Problem description:
Nothing but the lines from the one containing "Please put a dot on every instance of the black" to the end of the data should be returned, each exactly as written.

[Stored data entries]

···

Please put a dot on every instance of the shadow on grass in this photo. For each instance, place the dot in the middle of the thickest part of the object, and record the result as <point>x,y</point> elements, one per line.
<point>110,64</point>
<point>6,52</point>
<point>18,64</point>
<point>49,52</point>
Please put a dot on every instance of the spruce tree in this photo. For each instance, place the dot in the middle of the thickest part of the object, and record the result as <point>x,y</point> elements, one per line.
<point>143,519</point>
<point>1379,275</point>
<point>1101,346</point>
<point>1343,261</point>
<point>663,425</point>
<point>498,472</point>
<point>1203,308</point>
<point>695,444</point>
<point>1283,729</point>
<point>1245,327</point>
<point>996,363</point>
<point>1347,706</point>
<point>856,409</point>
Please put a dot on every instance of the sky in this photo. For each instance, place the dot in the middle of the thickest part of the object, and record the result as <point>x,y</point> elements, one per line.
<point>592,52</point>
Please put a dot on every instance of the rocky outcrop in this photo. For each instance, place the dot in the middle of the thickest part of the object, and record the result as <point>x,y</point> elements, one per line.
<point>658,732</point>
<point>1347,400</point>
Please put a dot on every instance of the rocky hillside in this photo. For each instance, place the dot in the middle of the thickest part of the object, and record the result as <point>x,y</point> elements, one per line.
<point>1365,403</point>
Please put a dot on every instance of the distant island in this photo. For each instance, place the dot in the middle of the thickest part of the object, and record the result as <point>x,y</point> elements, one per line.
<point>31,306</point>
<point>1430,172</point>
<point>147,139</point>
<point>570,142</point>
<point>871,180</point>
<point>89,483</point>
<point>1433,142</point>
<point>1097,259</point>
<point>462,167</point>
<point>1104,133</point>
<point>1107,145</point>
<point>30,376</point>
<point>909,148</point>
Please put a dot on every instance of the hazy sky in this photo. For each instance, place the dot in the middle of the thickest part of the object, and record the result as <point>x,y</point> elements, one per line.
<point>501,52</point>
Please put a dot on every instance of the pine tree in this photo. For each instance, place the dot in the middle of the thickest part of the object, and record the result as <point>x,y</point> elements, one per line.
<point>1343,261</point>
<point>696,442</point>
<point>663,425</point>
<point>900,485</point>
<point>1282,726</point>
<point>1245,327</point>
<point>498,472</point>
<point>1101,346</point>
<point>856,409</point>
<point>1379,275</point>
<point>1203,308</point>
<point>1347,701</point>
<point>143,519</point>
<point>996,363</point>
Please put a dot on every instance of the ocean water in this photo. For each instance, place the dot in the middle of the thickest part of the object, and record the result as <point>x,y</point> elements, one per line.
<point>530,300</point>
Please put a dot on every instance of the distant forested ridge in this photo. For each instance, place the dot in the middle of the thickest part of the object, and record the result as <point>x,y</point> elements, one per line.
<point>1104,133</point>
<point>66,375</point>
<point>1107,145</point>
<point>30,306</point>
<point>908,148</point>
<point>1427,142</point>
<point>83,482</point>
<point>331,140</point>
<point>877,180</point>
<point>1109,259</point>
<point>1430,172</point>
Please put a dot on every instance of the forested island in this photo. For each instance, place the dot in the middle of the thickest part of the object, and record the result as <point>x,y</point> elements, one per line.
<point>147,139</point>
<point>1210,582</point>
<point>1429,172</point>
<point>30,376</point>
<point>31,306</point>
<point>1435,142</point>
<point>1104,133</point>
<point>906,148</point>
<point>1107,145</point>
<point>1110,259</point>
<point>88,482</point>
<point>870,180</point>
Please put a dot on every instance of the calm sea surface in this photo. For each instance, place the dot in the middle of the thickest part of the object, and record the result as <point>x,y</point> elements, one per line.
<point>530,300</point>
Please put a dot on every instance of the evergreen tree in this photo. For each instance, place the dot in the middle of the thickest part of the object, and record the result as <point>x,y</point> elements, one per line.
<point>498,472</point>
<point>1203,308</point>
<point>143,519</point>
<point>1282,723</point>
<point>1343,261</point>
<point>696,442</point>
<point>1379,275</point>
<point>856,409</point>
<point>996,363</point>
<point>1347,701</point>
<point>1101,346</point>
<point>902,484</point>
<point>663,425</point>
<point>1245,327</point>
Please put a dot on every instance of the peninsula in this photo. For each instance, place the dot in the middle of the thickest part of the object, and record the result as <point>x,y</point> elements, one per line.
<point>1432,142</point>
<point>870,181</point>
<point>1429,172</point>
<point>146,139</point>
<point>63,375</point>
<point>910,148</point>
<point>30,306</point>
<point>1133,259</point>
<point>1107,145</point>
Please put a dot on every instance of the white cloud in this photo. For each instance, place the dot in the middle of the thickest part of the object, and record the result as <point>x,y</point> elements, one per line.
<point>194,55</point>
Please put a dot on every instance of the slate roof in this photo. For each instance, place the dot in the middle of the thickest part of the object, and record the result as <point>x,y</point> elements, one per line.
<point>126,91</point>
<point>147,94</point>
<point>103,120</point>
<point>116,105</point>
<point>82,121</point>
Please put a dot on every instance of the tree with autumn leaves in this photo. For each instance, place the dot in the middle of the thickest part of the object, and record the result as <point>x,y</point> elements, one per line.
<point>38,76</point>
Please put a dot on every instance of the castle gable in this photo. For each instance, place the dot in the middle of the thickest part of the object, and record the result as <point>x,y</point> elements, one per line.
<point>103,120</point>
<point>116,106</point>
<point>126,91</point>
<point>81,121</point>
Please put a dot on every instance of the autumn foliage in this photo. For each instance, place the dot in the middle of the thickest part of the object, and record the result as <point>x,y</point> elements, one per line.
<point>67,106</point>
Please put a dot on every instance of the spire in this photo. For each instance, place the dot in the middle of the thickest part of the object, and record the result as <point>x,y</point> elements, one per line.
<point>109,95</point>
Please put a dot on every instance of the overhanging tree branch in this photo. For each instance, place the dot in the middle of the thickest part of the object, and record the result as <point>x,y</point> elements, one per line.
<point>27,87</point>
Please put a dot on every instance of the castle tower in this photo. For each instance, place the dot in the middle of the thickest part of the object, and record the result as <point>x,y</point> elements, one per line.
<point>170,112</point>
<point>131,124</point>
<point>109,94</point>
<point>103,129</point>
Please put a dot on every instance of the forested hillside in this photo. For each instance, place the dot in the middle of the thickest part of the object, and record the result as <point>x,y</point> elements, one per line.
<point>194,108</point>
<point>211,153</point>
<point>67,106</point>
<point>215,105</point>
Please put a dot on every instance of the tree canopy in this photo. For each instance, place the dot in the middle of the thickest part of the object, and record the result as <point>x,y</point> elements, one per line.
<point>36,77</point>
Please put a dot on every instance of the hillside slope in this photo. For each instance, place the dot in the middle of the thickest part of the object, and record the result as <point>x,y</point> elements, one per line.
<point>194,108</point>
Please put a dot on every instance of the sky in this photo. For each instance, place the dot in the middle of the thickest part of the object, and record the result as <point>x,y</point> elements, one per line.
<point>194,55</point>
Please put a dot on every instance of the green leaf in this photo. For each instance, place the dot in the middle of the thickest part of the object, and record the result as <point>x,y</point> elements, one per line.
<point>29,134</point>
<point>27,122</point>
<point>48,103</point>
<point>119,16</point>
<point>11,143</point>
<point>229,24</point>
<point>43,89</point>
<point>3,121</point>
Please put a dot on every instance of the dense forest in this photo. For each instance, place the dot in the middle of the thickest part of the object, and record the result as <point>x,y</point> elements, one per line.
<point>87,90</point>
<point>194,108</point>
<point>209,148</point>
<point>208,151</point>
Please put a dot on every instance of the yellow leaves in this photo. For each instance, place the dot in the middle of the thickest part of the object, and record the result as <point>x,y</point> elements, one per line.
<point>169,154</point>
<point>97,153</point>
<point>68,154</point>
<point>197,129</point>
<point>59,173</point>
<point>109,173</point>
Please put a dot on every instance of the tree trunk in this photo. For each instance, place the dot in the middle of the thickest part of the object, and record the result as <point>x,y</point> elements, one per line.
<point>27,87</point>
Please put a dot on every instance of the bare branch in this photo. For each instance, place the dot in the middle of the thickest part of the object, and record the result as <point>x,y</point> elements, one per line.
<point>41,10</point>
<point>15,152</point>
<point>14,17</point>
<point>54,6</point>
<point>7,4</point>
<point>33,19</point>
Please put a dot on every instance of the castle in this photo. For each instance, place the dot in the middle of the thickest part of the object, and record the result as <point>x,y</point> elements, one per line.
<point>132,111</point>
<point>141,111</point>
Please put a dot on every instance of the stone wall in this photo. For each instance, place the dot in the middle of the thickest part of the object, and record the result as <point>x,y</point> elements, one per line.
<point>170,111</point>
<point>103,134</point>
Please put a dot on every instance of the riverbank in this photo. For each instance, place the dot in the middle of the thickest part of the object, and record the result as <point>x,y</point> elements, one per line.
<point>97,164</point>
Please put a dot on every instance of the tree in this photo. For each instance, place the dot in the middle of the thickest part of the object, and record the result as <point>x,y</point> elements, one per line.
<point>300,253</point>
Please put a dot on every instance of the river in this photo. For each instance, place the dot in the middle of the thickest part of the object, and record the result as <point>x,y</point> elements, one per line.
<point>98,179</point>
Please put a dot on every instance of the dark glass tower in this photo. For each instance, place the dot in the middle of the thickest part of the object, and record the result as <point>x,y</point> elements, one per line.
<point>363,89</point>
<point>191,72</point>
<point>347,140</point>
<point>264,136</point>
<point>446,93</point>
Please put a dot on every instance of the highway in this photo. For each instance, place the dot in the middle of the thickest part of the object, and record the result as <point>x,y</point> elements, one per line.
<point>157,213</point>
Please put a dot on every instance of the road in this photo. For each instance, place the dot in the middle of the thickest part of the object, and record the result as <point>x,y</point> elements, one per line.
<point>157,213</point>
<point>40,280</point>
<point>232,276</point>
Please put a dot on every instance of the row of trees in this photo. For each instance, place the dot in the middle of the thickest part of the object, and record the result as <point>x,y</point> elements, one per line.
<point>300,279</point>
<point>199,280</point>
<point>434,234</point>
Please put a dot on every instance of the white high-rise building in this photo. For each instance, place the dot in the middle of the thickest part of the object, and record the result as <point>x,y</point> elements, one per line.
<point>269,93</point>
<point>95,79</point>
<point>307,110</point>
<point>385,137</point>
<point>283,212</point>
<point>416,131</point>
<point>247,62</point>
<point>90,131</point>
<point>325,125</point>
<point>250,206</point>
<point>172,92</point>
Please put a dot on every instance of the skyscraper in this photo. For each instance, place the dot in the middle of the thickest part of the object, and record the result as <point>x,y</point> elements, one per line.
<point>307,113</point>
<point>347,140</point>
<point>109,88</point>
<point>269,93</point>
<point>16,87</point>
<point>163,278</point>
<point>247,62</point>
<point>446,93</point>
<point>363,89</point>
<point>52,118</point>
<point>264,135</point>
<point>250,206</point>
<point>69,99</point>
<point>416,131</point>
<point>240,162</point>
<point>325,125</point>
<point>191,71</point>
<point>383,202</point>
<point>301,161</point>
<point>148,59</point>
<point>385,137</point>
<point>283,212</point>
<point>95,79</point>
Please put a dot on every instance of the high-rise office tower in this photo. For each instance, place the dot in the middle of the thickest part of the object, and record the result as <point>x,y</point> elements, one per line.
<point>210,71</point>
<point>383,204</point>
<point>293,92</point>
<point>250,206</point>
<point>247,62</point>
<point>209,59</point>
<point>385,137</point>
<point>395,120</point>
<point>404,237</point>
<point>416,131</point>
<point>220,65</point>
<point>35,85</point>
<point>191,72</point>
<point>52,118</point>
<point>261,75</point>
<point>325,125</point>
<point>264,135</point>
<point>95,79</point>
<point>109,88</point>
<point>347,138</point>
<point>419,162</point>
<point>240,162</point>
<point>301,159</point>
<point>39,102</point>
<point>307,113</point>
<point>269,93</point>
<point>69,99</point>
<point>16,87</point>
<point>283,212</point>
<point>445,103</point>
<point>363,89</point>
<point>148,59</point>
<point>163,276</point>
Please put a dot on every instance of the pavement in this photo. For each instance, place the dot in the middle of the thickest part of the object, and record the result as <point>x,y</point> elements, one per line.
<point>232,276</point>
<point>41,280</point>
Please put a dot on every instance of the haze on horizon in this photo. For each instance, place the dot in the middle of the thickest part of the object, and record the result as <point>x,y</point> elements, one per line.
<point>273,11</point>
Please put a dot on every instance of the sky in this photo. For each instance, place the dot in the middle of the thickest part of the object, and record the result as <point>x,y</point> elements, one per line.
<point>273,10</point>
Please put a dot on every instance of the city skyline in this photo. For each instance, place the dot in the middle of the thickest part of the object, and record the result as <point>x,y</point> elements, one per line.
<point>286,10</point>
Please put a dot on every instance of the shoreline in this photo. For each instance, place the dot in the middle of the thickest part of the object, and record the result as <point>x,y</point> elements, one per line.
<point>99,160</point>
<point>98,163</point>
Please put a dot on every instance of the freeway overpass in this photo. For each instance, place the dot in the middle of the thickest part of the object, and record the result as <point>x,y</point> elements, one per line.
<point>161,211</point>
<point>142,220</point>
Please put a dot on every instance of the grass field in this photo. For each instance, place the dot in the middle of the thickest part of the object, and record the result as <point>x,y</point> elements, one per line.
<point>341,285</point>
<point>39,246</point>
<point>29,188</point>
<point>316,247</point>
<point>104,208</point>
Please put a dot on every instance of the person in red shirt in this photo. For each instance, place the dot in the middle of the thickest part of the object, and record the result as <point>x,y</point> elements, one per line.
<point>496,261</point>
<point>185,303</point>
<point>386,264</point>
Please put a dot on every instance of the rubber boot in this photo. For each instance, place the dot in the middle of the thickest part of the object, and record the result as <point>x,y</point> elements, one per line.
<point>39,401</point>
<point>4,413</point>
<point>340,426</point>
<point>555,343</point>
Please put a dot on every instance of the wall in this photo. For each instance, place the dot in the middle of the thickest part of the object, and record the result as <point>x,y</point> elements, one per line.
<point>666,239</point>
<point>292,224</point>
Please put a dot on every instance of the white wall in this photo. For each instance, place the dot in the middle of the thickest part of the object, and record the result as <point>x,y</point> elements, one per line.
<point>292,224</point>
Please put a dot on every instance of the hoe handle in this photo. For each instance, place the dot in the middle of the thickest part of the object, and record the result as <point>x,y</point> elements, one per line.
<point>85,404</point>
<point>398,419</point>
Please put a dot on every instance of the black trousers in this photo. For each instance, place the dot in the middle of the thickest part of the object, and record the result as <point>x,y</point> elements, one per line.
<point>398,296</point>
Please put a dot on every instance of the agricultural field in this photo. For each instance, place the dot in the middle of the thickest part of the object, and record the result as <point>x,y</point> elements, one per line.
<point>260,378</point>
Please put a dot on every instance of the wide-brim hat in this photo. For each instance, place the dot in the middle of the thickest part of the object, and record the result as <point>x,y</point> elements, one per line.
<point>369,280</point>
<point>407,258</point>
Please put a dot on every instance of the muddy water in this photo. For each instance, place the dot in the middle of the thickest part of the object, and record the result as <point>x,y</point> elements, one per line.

···

Your solution:
Please put a dot on every instance of the black trousers in this photo. For each instance, place the dot in the middle of the thickest part of the object, and record the result as <point>x,y</point> elements, one per line.
<point>398,296</point>
Please put a dot on every instance of the agricultural field in this photo. For each instance, place the dot in the middle of the thickest part of the object, and record the result as <point>x,y</point> elements, one per line.
<point>260,378</point>
Please put a dot on every instance of the wide-brim hat in this photo. For each instance, place the dot in the middle of the thickest part of the object, and record the result as <point>x,y</point> elements, one per line.
<point>369,280</point>
<point>407,258</point>
Please put a dot on every instance of the muddy water in this photo. For each instance, place the dot in the middle of the thickest part of the object, and record the result as <point>x,y</point> elements, one per line.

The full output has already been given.